#### Task brief
Rename "barn wall" to "shed wall" everywhere it occurs in the items below, and copy out all the items with nothing else altered.
# start of Data to use
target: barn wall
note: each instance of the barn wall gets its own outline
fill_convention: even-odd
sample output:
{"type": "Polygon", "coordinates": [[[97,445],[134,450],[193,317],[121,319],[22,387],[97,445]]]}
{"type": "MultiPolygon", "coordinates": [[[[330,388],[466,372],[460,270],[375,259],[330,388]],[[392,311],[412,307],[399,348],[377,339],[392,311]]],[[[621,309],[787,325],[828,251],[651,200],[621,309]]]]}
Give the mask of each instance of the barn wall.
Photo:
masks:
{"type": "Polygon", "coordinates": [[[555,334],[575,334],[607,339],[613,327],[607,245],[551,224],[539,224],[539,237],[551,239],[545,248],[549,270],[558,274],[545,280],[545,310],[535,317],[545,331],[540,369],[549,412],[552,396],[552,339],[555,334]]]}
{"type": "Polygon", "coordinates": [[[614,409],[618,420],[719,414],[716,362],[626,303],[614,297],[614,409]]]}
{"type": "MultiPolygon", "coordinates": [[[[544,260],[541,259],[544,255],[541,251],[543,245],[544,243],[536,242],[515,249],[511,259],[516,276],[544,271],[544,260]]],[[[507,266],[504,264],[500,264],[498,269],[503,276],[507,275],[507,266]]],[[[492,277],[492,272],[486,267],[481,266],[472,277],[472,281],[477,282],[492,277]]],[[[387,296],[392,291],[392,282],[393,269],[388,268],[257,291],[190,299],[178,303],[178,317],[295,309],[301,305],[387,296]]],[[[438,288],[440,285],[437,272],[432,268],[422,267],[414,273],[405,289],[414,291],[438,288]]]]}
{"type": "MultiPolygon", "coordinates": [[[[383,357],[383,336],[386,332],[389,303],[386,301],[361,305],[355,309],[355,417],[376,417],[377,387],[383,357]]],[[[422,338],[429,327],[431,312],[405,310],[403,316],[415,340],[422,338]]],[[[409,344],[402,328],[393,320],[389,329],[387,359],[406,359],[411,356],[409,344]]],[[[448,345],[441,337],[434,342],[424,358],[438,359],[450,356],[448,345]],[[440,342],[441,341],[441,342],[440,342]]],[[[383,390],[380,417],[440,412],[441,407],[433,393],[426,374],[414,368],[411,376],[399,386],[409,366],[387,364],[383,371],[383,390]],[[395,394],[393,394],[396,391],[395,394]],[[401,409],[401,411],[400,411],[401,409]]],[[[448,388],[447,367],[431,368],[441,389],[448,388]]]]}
# end of Data to use
#### Solution to the exercise
target: shed wall
note: each instance of the shed wall gets its own outline
fill_convention: even-odd
sample output:
{"type": "Polygon", "coordinates": [[[97,445],[134,450],[193,317],[121,319],[22,387],[97,445]]]}
{"type": "MultiPolygon", "coordinates": [[[[330,388],[466,372],[460,270],[375,259],[330,388]],[[392,311],[412,307],[399,348],[377,339],[392,311]]],[[[621,309],[787,325],[828,251],[651,200],[621,309]]]]}
Give the mask of each instance of the shed wall.
Photo:
masks:
{"type": "Polygon", "coordinates": [[[555,334],[575,334],[607,339],[613,327],[607,245],[551,224],[539,224],[539,237],[551,239],[545,248],[549,270],[558,274],[545,280],[545,310],[535,317],[545,331],[540,369],[549,412],[552,396],[552,339],[555,334]]]}
{"type": "Polygon", "coordinates": [[[614,409],[618,420],[719,414],[716,362],[626,303],[614,297],[614,409]]]}
{"type": "MultiPolygon", "coordinates": [[[[544,260],[541,259],[544,255],[541,251],[543,245],[544,243],[536,242],[515,249],[511,259],[516,276],[544,271],[544,260]]],[[[507,266],[504,264],[500,264],[498,269],[503,276],[507,275],[507,266]]],[[[492,277],[492,272],[486,267],[481,266],[472,277],[472,281],[477,282],[492,277]]],[[[387,296],[392,291],[392,282],[393,269],[388,268],[257,291],[190,299],[178,303],[178,317],[295,309],[301,305],[387,296]]],[[[438,288],[440,285],[437,272],[432,268],[422,267],[414,273],[405,289],[414,291],[438,288]]]]}
{"type": "MultiPolygon", "coordinates": [[[[383,357],[383,336],[386,332],[389,303],[386,301],[361,305],[355,309],[355,417],[376,417],[377,387],[383,357]]],[[[422,338],[429,327],[431,312],[405,310],[403,316],[415,340],[422,338]]],[[[409,344],[402,328],[393,320],[389,329],[387,359],[406,359],[411,356],[409,344]]],[[[448,345],[441,337],[434,342],[424,358],[438,359],[450,356],[448,345]],[[440,342],[441,341],[441,342],[440,342]]],[[[383,390],[380,417],[440,412],[441,407],[433,393],[426,374],[414,368],[411,376],[399,386],[409,366],[387,364],[383,371],[383,390]],[[395,394],[393,394],[396,391],[395,394]],[[401,409],[401,411],[400,411],[401,409]]],[[[448,388],[447,367],[431,368],[441,389],[448,388]]]]}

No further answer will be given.